Era uno dei bambini della Quarta Sponda, i piccoli ostaggi dell’irrazionale sogno di Mussolini che aveva promesso, illudendoli, ai 30 mila genitori coloni della Tripolitania, che i loro figli avrebbero trascorso una dolce vacanza al mare, nelle colonie fasciste disseminate sulle coste dell’Adriatico. Invece la follia del Duce trascinò 13mila bambini, senza genitori, in un paese in guerra, nel mirino dei bombardamenti. E Giuseppe, che all’epoca aveva 14 anni, divenne uno dei tanti fratelli maggiori che per anni accudì i fratelli minori, bambini soli, smarriti e impauriti.

“Fu una delle tante prove che la vita impose a mio marito e che superò brillantemente – racconta la moglie Anna Lauretta – perché fece da mamma e papà ai 3 fratelli, consolandoli e avendone cura e nel frattempo seguendo le rigidissime regole della colonia e i compiti quotidiani da assolvere”. Tre anni dopo, fra le strade della capitale piena di ordigni inesplosi, Giuseppe divenne il facile bersaglio di una mina che gli strappò il braccio e l’occhio sinistro. La deflagrazione gli rubò anche l’udito di un orecchio, deturpando di tante ferite pure le gambe e l’unico braccio rimastogli.

“Mio fratello fu amputato senza anestetici, combatté tra la vita e la morte per mesi, nell’ospedale militare dei Cavalieri di Malta e sopravvisse anche al tifo. Mia madre, intanto, era venuta da Tripoli per assisterlo e stava sempre con lui, mentre noi fratelli vendevamo qualsiasi cosa che possedevamo, per comprare del cibo migliore a Pino”, racconta Angelo Schembri, l’ultimo fratello ancora vivente, residente a Ragusa. Pino è il nome affettuoso col quale Giuseppe è stato sempre chiamato dalla moglie Anna, docente alla scuola secondaria di primo grado, e dai suoi congiunti: si salvò grazie alla sua inesauribile forza e fu uno dei primi piccoli invalidi che sperimentò con successo la penicillina, appena introdotta in Italia dagli americani.

Ma Giuseppe non si arrese al destino di invalido. Dopo i difficili anni della guerra e la sua chiusura, si trasferì nella città d’origine, Vittoria. In Sicilia come nel resto d’Italia, la vita degli ex coloni era sempre più difficile e misera. Così col resto della famiglia tornò nuovamente in Libia dove mise a frutto i suoi studi superiori e universitari, iniziando ad insegnare inglese agli arabi e a lavorare con gli inglesi.
----------------
LAVORO RICHIESTO:
**A.** Come si traduce in inglese questa frase del testo proposto: "Ma Giuseppe non si arrese al destino di invalido."?
**B.** Perché, secondo il testo proposto, Giuseppe tornò in Libia con il resto della famiglia? Rispondi in una-tre frasi.
**C.** Riscrivi il testo proposto dalle parole "Era uno dei" fino alle parole "smarriti e impauriti." incluse, sostituendo "Mussolini" con "Benito Mussolini".
----------------
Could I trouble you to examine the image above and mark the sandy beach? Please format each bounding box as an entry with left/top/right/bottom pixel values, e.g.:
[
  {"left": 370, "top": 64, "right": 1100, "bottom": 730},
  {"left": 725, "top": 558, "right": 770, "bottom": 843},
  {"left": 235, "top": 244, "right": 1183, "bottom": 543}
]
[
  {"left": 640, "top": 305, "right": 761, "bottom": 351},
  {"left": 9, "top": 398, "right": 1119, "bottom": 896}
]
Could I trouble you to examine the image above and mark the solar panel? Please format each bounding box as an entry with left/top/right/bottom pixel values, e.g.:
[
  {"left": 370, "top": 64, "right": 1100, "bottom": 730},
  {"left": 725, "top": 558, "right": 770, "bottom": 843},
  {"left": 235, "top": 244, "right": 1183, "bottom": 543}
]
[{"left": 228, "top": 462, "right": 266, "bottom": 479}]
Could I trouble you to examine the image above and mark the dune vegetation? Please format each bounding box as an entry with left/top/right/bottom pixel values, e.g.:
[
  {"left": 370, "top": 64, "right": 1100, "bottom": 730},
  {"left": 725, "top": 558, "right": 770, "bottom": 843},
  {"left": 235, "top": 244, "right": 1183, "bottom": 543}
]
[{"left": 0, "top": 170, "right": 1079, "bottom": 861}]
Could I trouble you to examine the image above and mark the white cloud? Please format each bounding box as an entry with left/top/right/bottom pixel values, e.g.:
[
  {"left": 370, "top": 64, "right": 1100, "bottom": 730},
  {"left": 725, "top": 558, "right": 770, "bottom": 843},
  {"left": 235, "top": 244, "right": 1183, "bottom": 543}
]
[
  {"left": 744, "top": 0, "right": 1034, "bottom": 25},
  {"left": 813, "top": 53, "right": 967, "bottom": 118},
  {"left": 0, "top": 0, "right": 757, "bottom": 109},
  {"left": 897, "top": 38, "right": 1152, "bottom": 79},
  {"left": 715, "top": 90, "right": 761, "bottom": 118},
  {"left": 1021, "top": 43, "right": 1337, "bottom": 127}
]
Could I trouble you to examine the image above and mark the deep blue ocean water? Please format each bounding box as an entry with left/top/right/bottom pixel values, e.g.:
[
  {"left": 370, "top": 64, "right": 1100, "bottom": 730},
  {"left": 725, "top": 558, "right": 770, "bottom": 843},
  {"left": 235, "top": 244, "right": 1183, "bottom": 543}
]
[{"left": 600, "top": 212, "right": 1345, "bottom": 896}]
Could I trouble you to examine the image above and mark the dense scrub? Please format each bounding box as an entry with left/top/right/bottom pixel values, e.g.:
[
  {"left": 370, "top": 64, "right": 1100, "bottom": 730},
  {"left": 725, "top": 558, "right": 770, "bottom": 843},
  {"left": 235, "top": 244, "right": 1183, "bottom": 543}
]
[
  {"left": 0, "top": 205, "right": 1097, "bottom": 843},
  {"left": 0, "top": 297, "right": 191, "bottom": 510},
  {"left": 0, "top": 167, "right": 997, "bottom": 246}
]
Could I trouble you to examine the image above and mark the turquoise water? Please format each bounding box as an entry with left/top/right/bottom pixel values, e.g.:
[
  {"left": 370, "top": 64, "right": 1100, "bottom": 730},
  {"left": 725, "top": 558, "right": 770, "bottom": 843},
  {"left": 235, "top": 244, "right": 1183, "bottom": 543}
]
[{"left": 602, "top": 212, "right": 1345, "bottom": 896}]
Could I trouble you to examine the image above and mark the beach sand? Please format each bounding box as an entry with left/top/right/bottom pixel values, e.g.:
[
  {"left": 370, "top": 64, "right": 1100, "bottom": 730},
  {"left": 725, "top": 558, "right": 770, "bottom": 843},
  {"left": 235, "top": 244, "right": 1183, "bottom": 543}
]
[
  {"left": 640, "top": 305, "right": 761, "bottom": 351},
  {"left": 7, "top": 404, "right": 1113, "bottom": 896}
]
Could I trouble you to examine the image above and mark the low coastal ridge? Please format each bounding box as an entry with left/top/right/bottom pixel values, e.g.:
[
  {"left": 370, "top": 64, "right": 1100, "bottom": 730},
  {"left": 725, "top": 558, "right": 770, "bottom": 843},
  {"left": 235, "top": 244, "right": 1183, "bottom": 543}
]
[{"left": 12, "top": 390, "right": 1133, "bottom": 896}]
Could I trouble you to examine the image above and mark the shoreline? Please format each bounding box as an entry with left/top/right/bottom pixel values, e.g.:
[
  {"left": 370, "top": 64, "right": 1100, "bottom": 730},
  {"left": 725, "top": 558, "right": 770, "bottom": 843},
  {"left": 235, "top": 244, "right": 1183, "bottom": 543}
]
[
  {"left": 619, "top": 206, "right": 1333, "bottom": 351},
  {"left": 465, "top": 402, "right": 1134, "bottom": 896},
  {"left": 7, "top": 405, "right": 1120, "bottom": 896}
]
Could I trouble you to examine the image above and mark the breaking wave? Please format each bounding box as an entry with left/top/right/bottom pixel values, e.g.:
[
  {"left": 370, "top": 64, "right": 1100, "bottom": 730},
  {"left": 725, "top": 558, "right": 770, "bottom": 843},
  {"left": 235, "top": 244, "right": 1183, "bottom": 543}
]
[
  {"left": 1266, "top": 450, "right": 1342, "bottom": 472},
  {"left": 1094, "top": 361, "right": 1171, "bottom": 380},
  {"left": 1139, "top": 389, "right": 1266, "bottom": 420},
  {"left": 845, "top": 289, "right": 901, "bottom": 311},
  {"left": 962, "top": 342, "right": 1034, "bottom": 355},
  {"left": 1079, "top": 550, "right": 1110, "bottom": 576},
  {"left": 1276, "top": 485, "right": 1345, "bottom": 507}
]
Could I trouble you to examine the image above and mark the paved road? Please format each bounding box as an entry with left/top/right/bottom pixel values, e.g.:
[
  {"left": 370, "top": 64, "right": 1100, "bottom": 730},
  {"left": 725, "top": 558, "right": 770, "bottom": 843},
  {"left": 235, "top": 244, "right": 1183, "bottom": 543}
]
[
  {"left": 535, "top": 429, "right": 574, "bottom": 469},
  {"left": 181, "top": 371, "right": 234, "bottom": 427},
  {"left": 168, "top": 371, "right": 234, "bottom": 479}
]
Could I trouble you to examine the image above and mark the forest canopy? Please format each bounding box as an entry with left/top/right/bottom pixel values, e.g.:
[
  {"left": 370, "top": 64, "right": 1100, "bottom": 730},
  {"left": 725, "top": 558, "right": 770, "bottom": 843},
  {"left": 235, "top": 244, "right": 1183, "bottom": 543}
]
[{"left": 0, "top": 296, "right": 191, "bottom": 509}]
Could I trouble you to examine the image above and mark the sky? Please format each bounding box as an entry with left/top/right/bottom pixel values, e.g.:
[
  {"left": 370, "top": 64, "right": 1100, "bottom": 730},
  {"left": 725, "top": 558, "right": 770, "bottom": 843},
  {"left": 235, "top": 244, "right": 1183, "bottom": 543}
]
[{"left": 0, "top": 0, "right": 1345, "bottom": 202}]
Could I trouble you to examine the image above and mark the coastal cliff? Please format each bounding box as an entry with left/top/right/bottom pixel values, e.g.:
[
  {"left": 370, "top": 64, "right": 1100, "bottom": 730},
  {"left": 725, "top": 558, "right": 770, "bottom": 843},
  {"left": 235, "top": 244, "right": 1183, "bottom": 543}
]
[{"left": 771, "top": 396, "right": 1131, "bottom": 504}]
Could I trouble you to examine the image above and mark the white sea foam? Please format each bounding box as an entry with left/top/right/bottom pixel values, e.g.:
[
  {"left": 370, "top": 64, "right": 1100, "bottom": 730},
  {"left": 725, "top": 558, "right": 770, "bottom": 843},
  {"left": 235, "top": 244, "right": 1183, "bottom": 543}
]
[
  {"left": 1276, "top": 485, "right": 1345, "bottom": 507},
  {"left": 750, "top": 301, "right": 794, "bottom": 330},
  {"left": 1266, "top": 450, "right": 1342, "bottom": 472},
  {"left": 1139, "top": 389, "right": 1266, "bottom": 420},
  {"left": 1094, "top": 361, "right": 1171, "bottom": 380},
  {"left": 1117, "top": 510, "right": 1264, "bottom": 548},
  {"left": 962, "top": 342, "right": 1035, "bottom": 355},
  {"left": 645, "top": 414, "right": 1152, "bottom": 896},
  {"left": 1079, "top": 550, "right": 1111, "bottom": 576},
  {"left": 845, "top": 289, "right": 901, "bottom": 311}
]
----------------
RISPOSTE ALL'ESERCIZIO:
**A.** But Giuseppe did not give in to the fate of being an invalid.

**B.** Perché in Sicilia, come nel resto d'Italia, la vita degli ex coloni era sempre più difficile e misera.

**C.**
Era uno dei bambini della Quarta Sponda, i piccoli ostaggi dell’irrazionale sogno di Benito Mussolini che aveva promesso, illudendoli, ai 30 mila genitori coloni della Tripolitania, che i loro figli avrebbero trascorso una dolce vacanza al mare, nelle colonie fasciste disseminate sulle coste dell’Adriatico. Invece la follia del Duce trascinò 13mila bambini, senza genitori, in un paese in guerra, nel mirino dei bombardamenti. E Giuseppe, che all’epoca aveva 14 anni, divenne uno dei tanti fratelli maggiori che per anni accudì i fratelli minori, bambini soli, smarriti e impauriti.